### Text shown
>>
The works continued to grow and the last locomotive to be outshopped from the works was "England" in 1867 and by 1871 all locomotive repair work had been transferred to North Road.
In 1880, the labour force was 337, comprising:-
In 1873, William Bouch reported that further accommodation was required to house the increased number of engines, and after deliberation a new shed was authorised as a result of his representations to the Committee. It is known that 3 circular sheds existed in 1870 and it is not clear which shed was authorised at this time.
In 1883, Soho Works was officially closed and the workmen were transferred to the main works, by which time it was recognised that workspace at the works was at a premium. Extensive rebuilding started in 1886, with the acquisition of a new turntable for No. 1 shed at a cost of £388. The following year saw the addition of a machine shop, a sawmill, a forge and a new wagon building shop. This was followed by the rebuilding of No. 2 shed and thereafter No. 3 shed in 1892, however the turntable was not renewed until 1906 at a cost of £870. A paint shop was added in 1897, followed by a new office in 1898 for the works manager.
<<
### Prompt 1
Reproduce the entire passage on the history of the railway works word for word.

### Working data
>>
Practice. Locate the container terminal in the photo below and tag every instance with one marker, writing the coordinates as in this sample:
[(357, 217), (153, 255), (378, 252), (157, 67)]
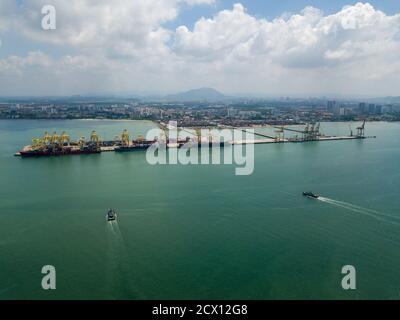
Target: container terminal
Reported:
[(61, 145)]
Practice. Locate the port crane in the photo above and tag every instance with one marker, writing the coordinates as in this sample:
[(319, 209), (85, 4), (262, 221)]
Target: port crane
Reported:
[(361, 130), (125, 138), (311, 132)]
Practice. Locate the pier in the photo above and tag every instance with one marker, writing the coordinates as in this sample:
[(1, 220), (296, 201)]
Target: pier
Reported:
[(60, 145)]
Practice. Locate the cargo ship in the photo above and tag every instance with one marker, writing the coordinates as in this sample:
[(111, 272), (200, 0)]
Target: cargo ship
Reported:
[(60, 145), (135, 146), (29, 152), (111, 215)]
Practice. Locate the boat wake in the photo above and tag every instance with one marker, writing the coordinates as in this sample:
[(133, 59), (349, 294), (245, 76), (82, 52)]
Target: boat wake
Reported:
[(381, 216), (118, 277)]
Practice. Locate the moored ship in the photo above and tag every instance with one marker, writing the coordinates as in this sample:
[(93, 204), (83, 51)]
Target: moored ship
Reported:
[(60, 145), (310, 195)]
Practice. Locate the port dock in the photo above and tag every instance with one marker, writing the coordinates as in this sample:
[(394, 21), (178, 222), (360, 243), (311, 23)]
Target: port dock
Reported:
[(61, 145)]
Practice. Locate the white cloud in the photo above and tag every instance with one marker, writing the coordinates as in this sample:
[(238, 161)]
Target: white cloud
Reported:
[(126, 45)]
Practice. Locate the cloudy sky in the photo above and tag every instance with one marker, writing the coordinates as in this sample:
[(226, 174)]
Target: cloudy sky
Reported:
[(286, 47)]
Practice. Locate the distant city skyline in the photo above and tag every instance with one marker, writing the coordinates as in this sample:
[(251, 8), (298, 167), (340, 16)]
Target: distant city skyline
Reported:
[(265, 48)]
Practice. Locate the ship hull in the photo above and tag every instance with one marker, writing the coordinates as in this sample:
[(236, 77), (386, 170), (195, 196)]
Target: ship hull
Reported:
[(44, 153)]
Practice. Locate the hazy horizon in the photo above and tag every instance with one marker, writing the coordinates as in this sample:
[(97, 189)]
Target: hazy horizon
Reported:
[(240, 48)]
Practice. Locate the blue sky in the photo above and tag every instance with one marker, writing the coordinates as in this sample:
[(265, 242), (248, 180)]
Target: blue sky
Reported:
[(127, 46), (271, 9)]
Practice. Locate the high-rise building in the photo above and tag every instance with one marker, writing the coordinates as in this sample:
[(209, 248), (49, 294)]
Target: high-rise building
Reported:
[(362, 108), (371, 108)]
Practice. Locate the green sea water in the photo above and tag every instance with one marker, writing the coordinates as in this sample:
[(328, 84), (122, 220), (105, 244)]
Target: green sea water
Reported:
[(201, 232)]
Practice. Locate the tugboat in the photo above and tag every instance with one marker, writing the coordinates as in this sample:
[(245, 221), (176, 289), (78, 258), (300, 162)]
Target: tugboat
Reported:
[(310, 195), (111, 215)]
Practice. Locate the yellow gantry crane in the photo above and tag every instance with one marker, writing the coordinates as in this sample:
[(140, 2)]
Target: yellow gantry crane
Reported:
[(125, 138), (64, 139), (82, 142), (94, 138)]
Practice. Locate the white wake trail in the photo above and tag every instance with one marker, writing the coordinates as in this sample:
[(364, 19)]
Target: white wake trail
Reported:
[(369, 212)]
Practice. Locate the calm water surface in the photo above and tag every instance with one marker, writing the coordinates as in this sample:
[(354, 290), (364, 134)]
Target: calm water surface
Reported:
[(200, 231)]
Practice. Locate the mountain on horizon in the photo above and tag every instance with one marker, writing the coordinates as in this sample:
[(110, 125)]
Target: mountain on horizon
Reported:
[(201, 94)]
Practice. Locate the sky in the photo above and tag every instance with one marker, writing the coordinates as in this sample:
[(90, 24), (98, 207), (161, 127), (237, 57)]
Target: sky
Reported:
[(269, 47)]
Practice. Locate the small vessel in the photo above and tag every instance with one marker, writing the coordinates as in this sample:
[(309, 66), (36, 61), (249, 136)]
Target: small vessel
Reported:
[(310, 195), (111, 215)]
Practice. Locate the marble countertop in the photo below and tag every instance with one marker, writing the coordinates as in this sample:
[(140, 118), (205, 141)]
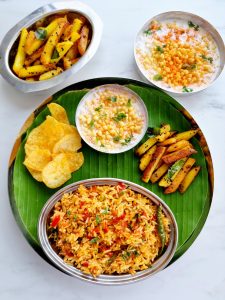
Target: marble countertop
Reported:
[(199, 273)]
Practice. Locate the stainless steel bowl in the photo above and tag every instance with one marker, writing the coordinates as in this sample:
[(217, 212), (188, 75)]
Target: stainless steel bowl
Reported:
[(44, 11), (158, 265), (183, 16), (118, 89)]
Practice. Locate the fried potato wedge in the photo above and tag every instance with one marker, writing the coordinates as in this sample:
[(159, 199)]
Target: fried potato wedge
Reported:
[(75, 160), (178, 145), (69, 143), (159, 173), (83, 41), (186, 135), (77, 23), (145, 159), (174, 156), (145, 146), (37, 43), (50, 74), (20, 55), (180, 176), (38, 159), (168, 142), (61, 49), (57, 171), (58, 112), (153, 163), (33, 71), (188, 179), (34, 57), (52, 42)]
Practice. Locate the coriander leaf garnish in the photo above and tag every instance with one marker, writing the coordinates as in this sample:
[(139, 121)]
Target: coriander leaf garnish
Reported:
[(148, 32), (210, 59), (105, 211), (192, 25), (98, 108), (186, 89), (94, 240), (116, 138), (113, 98), (41, 34), (119, 117), (55, 54), (157, 77), (160, 49), (189, 67)]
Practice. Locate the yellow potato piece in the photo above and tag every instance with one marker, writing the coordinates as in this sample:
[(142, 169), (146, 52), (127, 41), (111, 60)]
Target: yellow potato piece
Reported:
[(20, 55), (58, 112), (37, 175), (47, 134), (69, 143), (56, 172), (38, 159), (75, 160)]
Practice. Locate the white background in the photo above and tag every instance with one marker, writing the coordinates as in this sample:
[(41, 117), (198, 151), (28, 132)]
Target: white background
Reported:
[(200, 272)]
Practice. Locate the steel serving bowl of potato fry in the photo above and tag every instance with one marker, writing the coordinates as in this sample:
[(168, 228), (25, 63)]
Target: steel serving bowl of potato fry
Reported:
[(116, 279), (38, 53)]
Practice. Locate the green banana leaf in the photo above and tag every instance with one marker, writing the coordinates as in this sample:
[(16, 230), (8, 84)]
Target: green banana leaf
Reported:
[(190, 209)]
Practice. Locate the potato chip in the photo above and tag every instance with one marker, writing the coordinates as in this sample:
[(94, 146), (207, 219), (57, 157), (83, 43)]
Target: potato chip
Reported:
[(38, 159), (47, 134), (58, 112), (35, 174), (56, 172), (75, 160), (69, 143)]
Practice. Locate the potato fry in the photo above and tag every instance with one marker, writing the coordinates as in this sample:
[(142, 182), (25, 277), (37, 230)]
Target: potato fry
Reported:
[(172, 172), (162, 136), (180, 176), (61, 50), (33, 71), (145, 146), (159, 173), (153, 163), (174, 156), (52, 42), (186, 135), (66, 34), (38, 42), (178, 145), (30, 59), (73, 52), (83, 41), (168, 142), (20, 55), (29, 41), (145, 159), (77, 23), (188, 179), (50, 74)]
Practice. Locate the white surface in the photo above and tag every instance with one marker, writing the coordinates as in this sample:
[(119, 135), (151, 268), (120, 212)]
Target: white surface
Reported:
[(199, 274)]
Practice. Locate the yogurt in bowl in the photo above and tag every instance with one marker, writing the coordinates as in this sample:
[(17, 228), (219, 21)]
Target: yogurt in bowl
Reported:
[(111, 118), (179, 52)]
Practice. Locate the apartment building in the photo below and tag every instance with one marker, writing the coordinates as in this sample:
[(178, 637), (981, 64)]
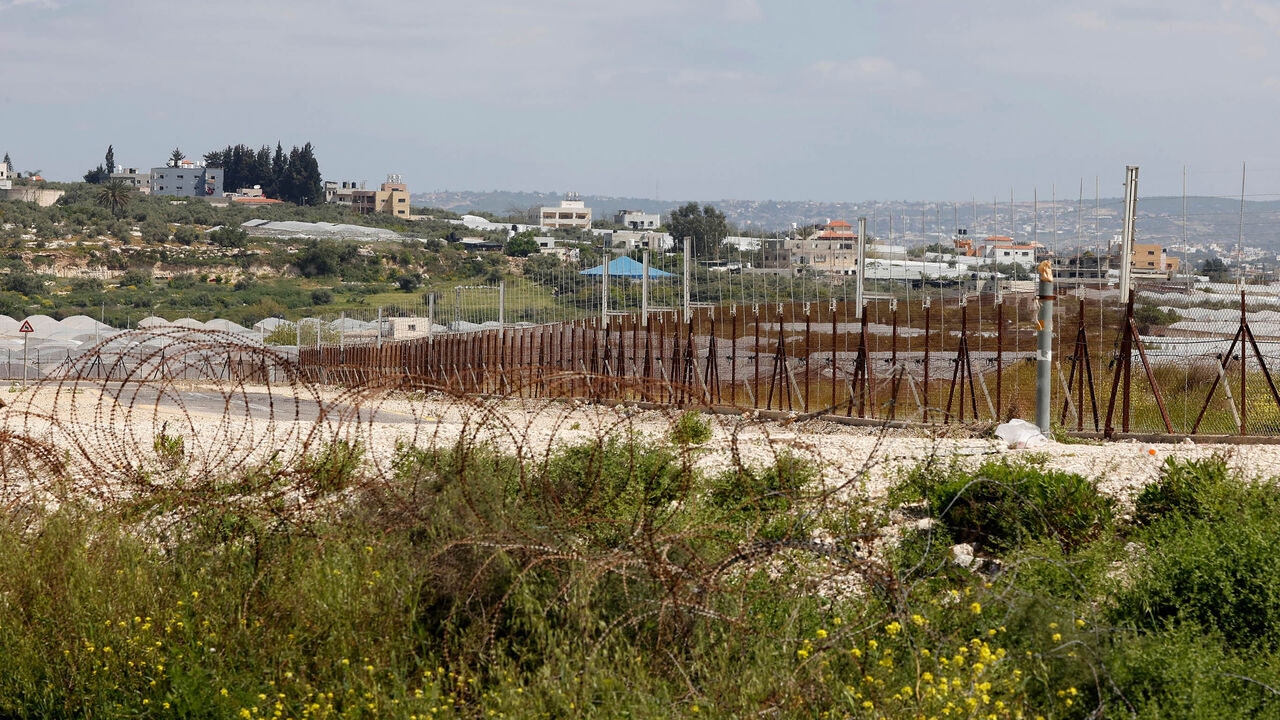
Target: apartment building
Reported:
[(636, 219), (831, 249), (136, 178), (391, 197), (571, 213), (1150, 258), (187, 180)]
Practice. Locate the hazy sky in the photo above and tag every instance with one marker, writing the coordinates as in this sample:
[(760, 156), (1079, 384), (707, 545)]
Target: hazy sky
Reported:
[(707, 99)]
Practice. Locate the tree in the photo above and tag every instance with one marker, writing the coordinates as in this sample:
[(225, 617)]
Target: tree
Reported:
[(521, 245), (23, 283), (186, 235), (278, 167), (408, 281), (136, 277), (155, 231), (704, 226), (115, 196), (1216, 270)]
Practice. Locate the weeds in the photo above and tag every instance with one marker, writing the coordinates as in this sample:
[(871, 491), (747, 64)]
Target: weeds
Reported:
[(627, 575)]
<<
### Prompt 2
In the rows, convert everything from the line containing "Practice. Locate the potato chip" down to the line containing "160), (69, 143)]", both included, into a JSON list of strings. Use one string per line and omit any blank lines.

### Worked solution 1
The works continued to grow and the last locomotive to be outshopped from the works was "England" in 1867 and by 1871 all locomotive repair work had been transferred to North Road.
In 1880, the labour force was 337, comprising:-
In 1873, William Bouch reported that further accommodation was required to house the increased number of engines, and after deliberation a new shed was authorised as a result of his representations to the Committee. It is known that 3 circular sheds existed in 1870 and it is not clear which shed was authorised at this time.
In 1883, Soho Works was officially closed and the workmen were transferred to the main works, by which time it was recognised that workspace at the works was at a premium. Extensive rebuilding started in 1886, with the acquisition of a new turntable for No. 1 shed at a cost of £388. The following year saw the addition of a machine shop, a sawmill, a forge and a new wagon building shop. This was followed by the rebuilding of No. 2 shed and thereafter No. 3 shed in 1892, however the turntable was not renewed until 1906 at a cost of £870. A paint shop was added in 1897, followed by a new office in 1898 for the works manager.

### Worked solution 2
[
  "Practice. Locate the potato chip in the photo above and tag every instance with one marker, writing the coordinates as in this sample:",
  "[(94, 146), (207, 219), (57, 157), (83, 43)]",
  "Target: potato chip",
  "Reported:",
  "[(38, 159), (47, 134), (58, 112), (35, 174), (56, 172), (75, 160), (69, 143)]"
]